START Records to process
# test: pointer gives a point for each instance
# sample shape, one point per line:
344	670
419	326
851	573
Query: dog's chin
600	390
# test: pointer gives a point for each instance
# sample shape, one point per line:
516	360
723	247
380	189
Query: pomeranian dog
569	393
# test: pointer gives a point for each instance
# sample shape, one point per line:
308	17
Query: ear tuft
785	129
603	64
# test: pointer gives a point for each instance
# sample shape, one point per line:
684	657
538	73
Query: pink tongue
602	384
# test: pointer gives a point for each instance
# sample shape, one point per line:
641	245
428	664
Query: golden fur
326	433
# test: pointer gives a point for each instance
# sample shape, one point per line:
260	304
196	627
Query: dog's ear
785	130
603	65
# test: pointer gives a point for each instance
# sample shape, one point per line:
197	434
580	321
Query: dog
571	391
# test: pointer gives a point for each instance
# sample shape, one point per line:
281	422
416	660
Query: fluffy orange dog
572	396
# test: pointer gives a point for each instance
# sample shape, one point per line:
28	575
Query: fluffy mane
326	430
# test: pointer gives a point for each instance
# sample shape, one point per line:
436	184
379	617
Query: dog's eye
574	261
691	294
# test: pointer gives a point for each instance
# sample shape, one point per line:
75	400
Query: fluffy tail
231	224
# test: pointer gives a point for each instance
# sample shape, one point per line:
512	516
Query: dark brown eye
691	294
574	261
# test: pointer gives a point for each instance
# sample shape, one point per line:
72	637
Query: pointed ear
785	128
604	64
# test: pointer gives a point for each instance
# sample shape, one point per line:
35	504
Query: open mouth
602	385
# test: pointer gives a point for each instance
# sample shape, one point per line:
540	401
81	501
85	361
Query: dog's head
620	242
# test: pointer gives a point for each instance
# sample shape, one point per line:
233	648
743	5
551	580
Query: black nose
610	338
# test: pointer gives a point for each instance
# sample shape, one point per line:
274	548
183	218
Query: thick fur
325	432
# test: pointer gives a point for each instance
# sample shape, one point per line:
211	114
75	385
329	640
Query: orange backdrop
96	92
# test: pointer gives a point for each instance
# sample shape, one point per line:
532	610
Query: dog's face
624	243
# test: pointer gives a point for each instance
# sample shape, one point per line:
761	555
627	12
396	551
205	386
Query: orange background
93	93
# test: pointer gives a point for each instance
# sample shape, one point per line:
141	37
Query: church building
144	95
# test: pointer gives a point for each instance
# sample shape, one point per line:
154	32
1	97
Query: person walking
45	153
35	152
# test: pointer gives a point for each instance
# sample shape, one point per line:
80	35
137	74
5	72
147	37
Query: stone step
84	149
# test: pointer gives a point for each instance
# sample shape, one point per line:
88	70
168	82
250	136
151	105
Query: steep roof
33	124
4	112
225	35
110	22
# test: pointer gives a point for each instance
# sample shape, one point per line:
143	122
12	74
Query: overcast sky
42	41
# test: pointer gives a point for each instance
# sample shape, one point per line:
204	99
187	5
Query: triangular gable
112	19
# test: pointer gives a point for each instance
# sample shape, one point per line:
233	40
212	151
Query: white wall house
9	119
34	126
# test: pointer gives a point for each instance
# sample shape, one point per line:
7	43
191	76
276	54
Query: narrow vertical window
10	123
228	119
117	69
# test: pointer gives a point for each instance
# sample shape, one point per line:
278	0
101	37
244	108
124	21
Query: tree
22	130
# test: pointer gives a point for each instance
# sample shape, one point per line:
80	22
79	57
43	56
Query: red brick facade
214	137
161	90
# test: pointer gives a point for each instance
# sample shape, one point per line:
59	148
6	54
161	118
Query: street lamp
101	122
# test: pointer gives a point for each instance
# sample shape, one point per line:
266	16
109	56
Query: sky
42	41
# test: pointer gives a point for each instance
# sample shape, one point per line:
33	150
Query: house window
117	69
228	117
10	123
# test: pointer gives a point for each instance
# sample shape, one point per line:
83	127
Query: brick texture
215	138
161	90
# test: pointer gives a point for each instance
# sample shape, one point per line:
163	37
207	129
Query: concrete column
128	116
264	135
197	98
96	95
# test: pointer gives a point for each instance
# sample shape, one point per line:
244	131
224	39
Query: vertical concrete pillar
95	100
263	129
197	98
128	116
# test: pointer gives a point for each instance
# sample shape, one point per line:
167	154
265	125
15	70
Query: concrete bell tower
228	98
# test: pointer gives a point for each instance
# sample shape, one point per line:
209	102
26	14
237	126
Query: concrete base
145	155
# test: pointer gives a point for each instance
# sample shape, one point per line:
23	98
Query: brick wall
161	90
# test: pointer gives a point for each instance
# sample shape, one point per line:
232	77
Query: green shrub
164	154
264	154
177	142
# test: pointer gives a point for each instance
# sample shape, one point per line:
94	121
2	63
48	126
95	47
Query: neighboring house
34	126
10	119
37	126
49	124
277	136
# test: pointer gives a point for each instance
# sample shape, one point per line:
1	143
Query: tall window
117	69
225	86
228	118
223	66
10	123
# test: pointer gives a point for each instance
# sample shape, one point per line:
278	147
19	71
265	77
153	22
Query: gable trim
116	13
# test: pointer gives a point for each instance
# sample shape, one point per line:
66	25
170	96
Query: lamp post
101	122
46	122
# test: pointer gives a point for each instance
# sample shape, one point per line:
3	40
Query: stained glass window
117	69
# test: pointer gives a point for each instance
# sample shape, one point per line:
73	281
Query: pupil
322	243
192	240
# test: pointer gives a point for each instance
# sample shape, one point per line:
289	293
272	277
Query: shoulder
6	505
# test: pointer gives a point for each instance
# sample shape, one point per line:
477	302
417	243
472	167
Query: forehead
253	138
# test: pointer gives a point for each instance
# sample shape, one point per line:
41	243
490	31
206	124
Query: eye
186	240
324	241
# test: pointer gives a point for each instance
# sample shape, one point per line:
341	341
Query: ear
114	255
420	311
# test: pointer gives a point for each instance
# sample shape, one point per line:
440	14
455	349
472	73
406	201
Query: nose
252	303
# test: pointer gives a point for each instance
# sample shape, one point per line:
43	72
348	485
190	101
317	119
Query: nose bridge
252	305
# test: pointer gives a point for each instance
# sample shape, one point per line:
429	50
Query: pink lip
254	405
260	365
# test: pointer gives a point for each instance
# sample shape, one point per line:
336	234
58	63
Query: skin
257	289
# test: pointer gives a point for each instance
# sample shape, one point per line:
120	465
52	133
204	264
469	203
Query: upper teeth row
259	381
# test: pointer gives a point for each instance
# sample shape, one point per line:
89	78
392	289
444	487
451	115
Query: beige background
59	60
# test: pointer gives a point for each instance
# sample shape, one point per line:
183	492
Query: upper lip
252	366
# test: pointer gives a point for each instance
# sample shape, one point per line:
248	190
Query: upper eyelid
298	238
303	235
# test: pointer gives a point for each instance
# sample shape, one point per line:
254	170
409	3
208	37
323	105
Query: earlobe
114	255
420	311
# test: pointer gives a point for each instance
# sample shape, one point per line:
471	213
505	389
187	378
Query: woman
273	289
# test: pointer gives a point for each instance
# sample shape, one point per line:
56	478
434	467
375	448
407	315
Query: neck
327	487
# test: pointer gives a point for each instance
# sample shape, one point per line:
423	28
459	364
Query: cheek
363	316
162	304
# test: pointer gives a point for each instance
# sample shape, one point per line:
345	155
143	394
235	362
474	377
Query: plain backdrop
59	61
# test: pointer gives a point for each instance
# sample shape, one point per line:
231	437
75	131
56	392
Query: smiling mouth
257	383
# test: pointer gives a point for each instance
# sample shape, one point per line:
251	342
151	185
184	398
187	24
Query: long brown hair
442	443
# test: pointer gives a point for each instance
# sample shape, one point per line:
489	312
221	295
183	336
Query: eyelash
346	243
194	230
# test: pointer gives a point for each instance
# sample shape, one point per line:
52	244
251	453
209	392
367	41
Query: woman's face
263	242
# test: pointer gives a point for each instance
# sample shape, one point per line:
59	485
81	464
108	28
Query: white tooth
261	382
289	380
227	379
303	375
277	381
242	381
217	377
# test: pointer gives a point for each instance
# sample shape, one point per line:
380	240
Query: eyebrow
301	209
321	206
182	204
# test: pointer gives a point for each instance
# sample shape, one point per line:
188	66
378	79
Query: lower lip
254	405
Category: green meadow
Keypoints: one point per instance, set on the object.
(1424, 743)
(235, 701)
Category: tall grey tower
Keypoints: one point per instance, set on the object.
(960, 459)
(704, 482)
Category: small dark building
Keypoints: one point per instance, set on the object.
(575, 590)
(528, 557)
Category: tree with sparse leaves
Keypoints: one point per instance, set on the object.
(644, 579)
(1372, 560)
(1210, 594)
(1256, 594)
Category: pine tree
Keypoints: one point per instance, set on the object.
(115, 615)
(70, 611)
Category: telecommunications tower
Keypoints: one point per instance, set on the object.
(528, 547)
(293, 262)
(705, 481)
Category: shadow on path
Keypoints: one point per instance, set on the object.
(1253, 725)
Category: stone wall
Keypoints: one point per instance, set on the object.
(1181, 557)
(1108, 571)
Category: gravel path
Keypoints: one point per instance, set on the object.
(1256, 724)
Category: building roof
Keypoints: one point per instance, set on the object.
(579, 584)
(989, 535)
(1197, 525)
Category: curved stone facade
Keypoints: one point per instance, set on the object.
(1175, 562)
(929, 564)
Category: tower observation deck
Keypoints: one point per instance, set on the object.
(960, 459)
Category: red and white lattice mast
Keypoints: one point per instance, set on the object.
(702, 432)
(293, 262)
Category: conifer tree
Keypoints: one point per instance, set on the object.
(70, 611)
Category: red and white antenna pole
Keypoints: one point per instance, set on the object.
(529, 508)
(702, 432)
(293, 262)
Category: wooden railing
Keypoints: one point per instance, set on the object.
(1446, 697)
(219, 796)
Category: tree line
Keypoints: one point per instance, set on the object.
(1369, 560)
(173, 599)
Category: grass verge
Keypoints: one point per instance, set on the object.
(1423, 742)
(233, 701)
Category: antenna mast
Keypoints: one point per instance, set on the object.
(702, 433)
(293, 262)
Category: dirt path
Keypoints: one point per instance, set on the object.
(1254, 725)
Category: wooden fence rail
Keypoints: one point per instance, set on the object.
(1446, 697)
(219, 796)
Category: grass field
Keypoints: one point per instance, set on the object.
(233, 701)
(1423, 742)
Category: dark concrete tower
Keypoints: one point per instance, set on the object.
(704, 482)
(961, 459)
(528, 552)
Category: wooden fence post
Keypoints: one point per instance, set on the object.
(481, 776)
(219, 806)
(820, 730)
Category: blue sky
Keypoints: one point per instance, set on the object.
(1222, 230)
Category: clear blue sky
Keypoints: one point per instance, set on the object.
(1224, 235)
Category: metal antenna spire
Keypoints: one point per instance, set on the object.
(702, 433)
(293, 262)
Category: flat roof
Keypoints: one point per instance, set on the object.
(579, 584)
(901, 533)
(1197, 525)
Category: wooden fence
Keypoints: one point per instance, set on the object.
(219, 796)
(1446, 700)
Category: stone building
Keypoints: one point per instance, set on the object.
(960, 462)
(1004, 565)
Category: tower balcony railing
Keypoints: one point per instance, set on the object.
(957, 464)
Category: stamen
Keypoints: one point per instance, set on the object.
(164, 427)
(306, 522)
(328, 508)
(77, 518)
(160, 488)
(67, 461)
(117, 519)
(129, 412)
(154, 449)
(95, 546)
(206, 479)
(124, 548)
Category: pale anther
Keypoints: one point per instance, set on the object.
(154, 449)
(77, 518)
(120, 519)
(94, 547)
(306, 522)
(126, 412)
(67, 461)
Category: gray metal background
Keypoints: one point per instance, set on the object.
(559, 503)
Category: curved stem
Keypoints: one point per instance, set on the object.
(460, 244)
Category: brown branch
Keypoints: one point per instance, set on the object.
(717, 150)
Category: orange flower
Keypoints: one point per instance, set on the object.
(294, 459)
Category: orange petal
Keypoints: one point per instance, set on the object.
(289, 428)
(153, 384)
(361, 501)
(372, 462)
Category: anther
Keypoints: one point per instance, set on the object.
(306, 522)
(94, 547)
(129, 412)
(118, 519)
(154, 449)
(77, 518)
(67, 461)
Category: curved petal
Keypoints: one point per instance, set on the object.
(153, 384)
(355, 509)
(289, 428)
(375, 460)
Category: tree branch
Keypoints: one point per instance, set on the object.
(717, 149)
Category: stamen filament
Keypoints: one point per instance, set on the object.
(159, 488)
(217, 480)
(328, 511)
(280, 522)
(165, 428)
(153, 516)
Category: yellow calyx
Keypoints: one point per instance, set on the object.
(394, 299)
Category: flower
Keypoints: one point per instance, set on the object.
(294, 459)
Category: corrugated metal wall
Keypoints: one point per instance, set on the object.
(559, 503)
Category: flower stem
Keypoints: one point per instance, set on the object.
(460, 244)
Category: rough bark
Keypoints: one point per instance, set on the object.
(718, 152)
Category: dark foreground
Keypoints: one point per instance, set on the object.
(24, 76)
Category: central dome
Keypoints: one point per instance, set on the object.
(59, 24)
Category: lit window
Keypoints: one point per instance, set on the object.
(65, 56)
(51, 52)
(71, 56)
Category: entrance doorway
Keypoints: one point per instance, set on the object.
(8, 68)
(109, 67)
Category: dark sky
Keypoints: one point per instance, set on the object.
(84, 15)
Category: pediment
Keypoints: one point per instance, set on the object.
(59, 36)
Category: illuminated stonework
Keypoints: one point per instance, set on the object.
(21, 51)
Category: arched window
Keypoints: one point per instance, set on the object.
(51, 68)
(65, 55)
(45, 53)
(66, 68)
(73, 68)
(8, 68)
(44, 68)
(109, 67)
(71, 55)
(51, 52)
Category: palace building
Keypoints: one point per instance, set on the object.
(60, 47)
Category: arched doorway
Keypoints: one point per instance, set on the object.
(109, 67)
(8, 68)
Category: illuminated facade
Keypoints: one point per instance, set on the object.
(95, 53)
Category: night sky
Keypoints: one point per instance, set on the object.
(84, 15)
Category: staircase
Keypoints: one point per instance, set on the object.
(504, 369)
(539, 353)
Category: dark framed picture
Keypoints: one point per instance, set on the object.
END Records to process
Problem statement: Your answer must consist solely of the lines above between the line holding "Category: pale anther" and the line holding "Category: curved stem", inclusive, copied exactly.

Answer section:
Category: pale anther
Keypoints: one point per instance, set on the object.
(154, 449)
(77, 518)
(120, 519)
(94, 547)
(306, 522)
(126, 412)
(67, 461)
Category: gray metal background
Keypoints: one point per instance, set on the object.
(559, 503)
Category: curved stem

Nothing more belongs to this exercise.